*PROBLEM DETAILS:* Can you edit the entries below so that every "low-rise building" becomes "low-rise structure", and give them back with everything else unchanged?

☆ ☆ ☆

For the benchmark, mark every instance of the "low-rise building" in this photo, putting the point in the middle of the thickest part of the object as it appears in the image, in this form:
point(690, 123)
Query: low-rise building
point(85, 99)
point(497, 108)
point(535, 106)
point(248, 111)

☆ ☆ ☆

*ANSWER TO THIS TASK:*
For the benchmark, mark every instance of the "low-rise structure" in this photo, putting the point in the middle of the thickest part of the object as it appears in the image, in this form:
point(690, 123)
Query: low-rise structure
point(85, 99)
point(497, 108)
point(535, 106)
point(248, 111)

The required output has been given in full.